BEGIN
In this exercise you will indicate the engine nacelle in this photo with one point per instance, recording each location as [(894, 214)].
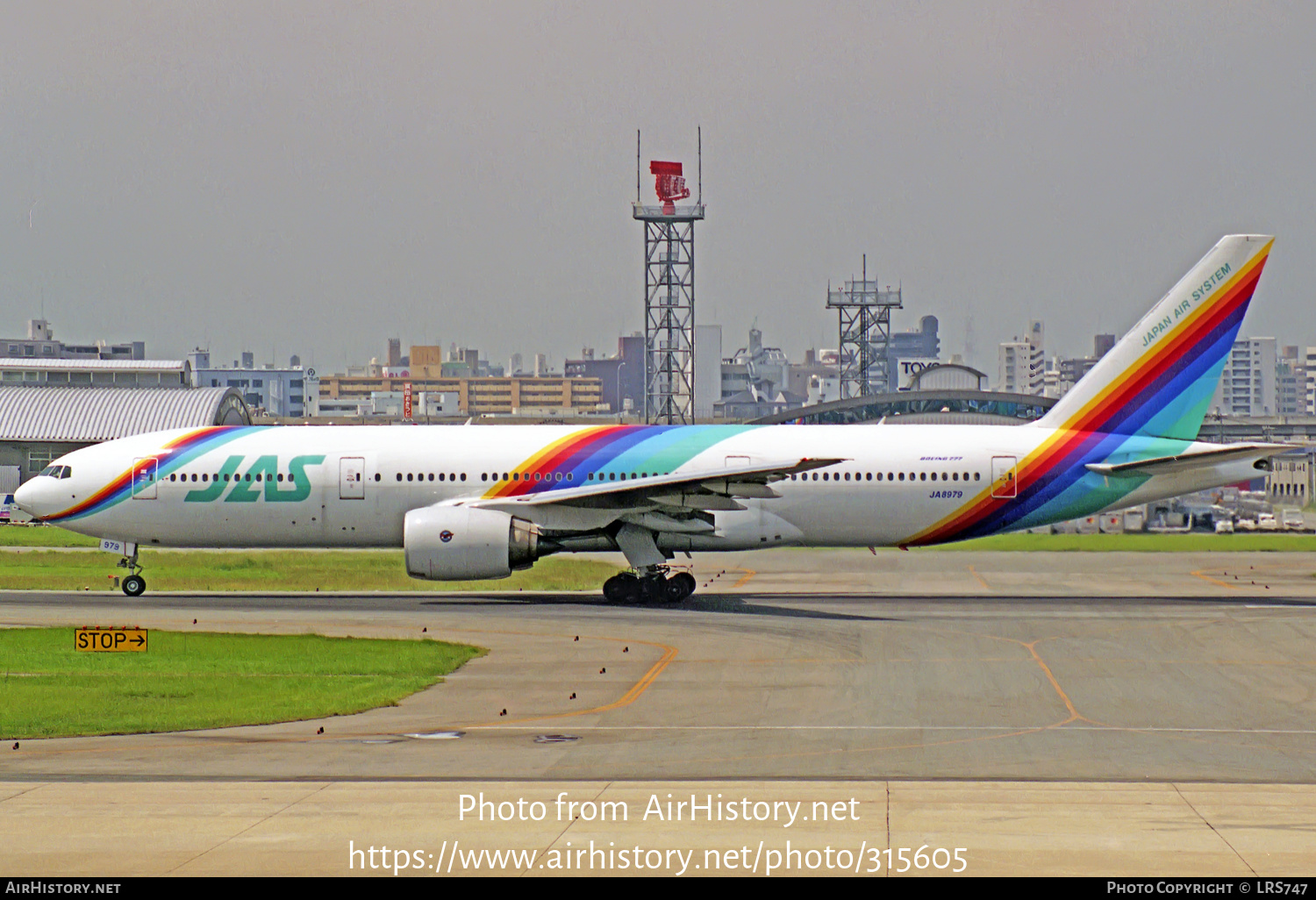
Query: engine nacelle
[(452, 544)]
END
BEGIN
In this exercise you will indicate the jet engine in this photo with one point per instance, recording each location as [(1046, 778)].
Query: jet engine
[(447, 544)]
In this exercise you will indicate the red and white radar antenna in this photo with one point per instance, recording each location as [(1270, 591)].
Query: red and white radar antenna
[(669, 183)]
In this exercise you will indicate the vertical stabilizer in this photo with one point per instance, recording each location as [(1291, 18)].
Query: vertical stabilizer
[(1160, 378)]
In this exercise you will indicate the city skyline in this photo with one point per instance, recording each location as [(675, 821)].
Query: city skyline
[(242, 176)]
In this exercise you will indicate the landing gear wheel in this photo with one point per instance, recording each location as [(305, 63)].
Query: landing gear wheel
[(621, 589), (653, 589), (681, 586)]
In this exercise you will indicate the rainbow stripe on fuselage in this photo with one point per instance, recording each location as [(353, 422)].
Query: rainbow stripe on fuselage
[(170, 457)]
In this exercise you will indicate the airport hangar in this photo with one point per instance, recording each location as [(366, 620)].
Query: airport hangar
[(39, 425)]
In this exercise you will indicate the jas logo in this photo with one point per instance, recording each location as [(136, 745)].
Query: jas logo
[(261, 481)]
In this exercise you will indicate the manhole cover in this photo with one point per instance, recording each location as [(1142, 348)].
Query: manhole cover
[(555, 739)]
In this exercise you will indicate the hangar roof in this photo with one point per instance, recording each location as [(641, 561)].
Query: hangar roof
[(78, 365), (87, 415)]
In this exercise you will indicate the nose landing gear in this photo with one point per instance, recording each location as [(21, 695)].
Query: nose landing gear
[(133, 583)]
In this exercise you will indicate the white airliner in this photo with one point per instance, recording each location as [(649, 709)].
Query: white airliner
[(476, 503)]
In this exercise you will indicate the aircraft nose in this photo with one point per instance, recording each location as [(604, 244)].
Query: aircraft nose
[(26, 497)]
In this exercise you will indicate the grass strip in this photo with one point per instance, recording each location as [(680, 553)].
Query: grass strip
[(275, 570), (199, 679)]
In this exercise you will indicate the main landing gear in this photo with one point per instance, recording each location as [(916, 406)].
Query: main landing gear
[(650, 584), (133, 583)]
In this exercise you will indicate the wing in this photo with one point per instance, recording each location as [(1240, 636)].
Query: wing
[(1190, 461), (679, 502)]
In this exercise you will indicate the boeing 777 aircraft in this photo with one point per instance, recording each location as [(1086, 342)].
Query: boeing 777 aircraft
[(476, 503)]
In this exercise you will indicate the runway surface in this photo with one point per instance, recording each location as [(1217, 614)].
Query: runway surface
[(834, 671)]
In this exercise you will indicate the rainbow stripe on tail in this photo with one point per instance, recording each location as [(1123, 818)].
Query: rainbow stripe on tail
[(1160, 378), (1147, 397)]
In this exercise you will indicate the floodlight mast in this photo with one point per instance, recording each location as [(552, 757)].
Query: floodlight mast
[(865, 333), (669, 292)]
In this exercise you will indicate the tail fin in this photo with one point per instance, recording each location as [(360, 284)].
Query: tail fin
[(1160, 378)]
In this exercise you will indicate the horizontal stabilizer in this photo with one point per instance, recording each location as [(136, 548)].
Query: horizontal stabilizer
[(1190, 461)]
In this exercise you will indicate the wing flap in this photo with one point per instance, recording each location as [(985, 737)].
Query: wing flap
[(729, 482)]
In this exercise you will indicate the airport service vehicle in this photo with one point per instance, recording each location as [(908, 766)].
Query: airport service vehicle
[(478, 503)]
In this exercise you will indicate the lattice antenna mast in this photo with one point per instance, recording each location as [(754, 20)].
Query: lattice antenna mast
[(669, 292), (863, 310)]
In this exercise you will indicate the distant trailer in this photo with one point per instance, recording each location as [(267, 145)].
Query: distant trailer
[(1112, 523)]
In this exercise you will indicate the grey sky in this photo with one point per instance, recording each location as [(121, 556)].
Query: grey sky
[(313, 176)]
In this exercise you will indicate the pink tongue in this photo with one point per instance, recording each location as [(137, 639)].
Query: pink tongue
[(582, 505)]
END
BEGIN
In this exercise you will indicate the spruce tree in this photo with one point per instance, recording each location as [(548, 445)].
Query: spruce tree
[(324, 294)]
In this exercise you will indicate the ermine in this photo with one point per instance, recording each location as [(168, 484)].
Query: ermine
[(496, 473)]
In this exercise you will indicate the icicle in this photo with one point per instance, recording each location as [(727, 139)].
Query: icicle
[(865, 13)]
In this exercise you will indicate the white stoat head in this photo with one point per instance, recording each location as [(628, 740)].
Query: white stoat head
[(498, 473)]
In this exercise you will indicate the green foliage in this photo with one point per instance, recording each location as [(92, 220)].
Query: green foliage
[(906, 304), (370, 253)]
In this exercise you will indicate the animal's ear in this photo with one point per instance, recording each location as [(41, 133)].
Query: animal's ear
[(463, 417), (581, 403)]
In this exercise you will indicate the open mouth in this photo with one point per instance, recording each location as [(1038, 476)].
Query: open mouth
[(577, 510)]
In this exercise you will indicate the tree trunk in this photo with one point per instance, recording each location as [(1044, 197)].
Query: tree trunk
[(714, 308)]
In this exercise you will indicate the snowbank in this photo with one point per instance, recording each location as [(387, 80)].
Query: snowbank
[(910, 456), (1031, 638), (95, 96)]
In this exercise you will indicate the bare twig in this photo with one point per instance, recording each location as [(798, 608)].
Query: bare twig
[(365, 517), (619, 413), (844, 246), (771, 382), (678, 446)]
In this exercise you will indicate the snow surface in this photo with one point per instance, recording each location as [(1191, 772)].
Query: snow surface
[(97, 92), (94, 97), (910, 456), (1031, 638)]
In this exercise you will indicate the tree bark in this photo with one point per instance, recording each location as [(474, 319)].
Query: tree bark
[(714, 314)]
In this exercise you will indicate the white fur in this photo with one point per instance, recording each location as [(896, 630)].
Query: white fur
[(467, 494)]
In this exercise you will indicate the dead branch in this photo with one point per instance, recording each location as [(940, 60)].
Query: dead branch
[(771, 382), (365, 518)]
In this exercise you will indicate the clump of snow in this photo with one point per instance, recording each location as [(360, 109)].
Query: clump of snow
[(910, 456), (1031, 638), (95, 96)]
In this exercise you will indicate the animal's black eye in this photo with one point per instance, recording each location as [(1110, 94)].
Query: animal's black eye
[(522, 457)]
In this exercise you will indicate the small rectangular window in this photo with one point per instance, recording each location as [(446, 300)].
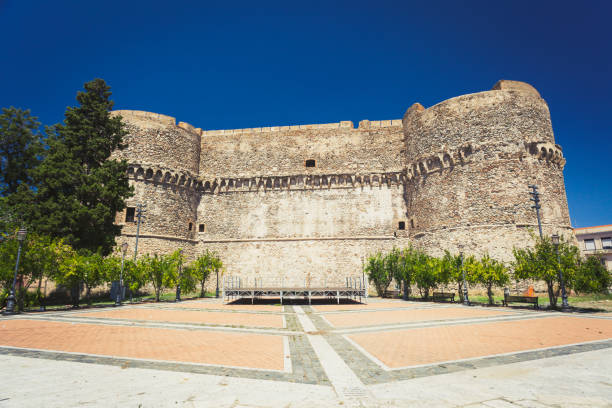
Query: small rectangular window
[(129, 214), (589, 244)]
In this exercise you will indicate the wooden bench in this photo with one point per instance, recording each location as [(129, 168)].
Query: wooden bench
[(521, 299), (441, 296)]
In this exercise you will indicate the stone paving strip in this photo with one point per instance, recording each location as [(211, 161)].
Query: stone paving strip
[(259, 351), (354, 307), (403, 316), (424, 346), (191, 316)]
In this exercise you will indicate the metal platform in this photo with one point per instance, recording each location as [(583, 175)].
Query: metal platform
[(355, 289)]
END
## EXERCISE INSTRUCTIONS
Find the line with "In this exercise you will indicate the small" in the data above, and from there retype each line exactly through the line with "In this exercise you will indicate the metal", skipping the pictures along the way.

## RESPONSE
In this exercise you will indicate the small rectangular window in this photo with one point per instance, recording each location as [(446, 300)].
Query: small rectangular window
[(129, 214), (589, 244)]
In this exercise you will indicate the wooden bench in this photo with one point per instance, recording each location as [(129, 168)].
Query: wooden bench
[(521, 299), (441, 296)]
In this exercise you will indicate the stone paving strip in this photo with one point per instance, recording each location as [(211, 161)].
Query: stone paving strip
[(259, 351), (354, 307), (403, 316), (424, 346), (191, 316)]
In this exercise you will indicate the metal platform in this photo with one point per instance, recording each location as [(583, 175)].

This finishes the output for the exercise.